- Material for this exercise:
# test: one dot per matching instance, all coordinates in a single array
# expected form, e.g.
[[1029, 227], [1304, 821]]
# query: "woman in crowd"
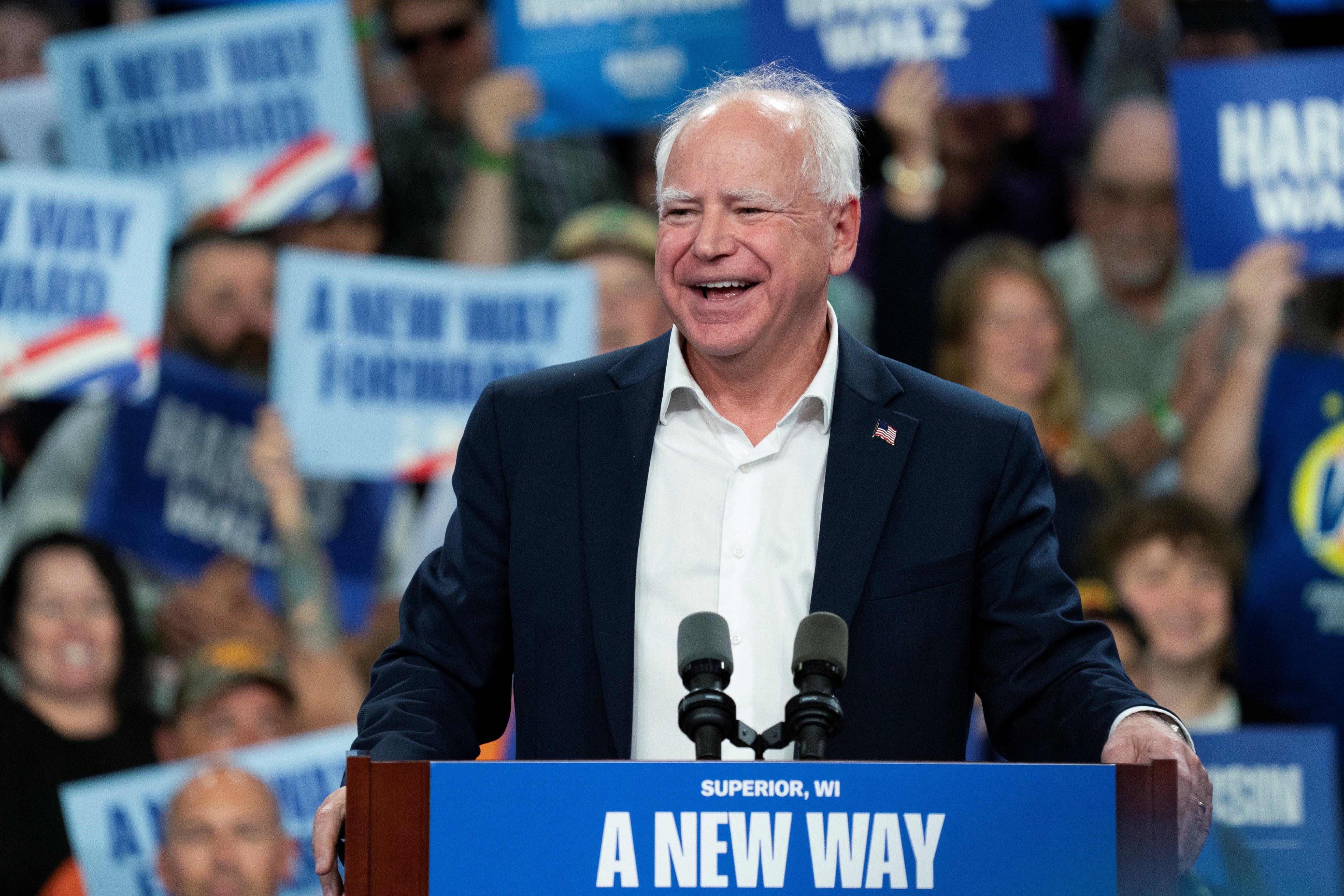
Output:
[[1003, 332], [78, 703], [1175, 569]]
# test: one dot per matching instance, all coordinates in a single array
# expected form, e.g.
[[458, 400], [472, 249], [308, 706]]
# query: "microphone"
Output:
[[820, 655], [705, 660]]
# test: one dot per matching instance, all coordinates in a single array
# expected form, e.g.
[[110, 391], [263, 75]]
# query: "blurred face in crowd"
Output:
[[1015, 340], [224, 309], [1179, 597], [22, 37], [224, 839], [632, 312], [248, 714], [1128, 206], [745, 246], [447, 45], [68, 639]]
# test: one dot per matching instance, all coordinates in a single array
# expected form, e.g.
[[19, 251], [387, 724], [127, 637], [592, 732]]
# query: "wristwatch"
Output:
[[913, 182]]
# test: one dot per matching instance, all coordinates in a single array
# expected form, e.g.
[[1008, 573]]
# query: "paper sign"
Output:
[[1276, 812], [255, 113], [30, 126], [619, 65], [83, 268], [115, 823], [378, 362], [987, 48], [1261, 155], [175, 490]]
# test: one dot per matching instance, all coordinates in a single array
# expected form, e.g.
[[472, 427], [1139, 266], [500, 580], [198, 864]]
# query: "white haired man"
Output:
[[763, 464]]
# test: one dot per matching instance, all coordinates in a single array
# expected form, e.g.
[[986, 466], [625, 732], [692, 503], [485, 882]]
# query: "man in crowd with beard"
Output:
[[1147, 331], [222, 835], [218, 311]]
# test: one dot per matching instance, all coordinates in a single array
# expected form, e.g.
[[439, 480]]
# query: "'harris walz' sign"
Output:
[[1261, 155], [378, 362], [256, 113], [988, 48]]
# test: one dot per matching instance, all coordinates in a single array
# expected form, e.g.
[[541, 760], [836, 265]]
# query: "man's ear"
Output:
[[845, 225]]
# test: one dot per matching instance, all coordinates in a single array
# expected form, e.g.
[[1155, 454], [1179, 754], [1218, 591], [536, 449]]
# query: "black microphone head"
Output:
[[822, 637], [705, 636]]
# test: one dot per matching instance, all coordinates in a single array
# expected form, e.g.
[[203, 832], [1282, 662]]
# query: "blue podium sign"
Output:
[[1276, 812], [619, 65], [988, 48], [1260, 144], [378, 362], [593, 827], [256, 115]]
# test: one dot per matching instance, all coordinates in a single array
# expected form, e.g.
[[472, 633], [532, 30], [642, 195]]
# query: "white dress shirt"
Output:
[[732, 529], [729, 527]]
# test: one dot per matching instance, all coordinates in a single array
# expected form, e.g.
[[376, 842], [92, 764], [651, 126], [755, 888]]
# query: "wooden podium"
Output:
[[393, 837]]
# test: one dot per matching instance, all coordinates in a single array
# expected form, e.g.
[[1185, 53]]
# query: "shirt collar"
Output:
[[823, 386]]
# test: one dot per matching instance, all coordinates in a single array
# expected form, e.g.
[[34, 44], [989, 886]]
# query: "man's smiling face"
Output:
[[745, 246]]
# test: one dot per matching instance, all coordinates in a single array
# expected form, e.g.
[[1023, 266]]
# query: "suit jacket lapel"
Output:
[[616, 444], [862, 477]]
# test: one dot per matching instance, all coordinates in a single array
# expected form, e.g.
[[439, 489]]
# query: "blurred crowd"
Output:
[[1029, 249]]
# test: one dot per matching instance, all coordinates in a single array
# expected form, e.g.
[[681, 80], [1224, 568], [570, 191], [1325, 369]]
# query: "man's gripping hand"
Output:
[[1146, 737], [327, 824]]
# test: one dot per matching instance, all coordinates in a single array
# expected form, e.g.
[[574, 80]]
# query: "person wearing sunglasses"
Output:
[[457, 182]]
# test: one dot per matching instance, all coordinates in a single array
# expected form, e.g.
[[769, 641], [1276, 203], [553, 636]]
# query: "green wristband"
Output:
[[482, 159], [1170, 425]]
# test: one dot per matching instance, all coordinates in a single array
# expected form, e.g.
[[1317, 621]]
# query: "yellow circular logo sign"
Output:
[[1318, 499]]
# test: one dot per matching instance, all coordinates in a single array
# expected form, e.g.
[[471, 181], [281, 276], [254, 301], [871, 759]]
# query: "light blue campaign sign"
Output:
[[115, 823], [83, 268], [593, 827], [1263, 154], [256, 113], [378, 362], [1276, 812], [619, 64], [987, 48]]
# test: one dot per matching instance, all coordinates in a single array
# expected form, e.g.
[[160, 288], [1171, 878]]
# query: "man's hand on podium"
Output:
[[327, 824], [1143, 738]]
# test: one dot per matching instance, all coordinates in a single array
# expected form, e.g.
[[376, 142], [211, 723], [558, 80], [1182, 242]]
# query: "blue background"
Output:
[[1221, 222], [537, 827], [1009, 53], [1234, 856]]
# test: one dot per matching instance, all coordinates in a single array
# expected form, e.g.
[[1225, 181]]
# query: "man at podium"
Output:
[[763, 464]]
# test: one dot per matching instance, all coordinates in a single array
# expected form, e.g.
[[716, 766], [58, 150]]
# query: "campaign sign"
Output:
[[1276, 812], [953, 828], [378, 362], [116, 823], [174, 488], [1261, 155], [83, 268], [987, 48], [255, 113], [30, 127], [619, 64]]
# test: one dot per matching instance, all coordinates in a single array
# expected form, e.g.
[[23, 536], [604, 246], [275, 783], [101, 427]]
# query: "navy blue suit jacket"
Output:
[[939, 551]]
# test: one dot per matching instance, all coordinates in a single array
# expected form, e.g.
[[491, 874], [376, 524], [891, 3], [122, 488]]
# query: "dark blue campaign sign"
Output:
[[174, 488], [619, 64], [988, 48], [1261, 155], [593, 827], [1276, 825]]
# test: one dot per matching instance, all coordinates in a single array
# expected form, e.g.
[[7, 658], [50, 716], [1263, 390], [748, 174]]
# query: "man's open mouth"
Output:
[[725, 288]]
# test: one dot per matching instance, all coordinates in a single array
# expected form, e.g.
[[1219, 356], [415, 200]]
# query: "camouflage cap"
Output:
[[607, 227], [222, 666]]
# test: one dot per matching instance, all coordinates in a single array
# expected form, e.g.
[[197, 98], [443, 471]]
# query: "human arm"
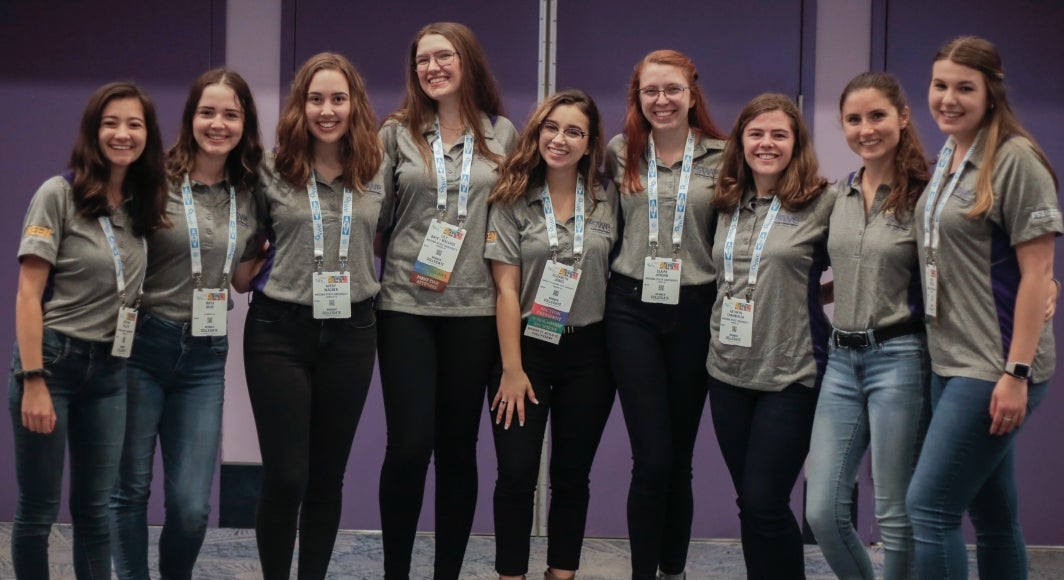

- Written instruction: Extract every line in the entries above that contains the string "suit", and copy each matching line unchanged.

- Solution to this problem:
# query: "suit jacket lapel"
# query: "navy blue suit jacket"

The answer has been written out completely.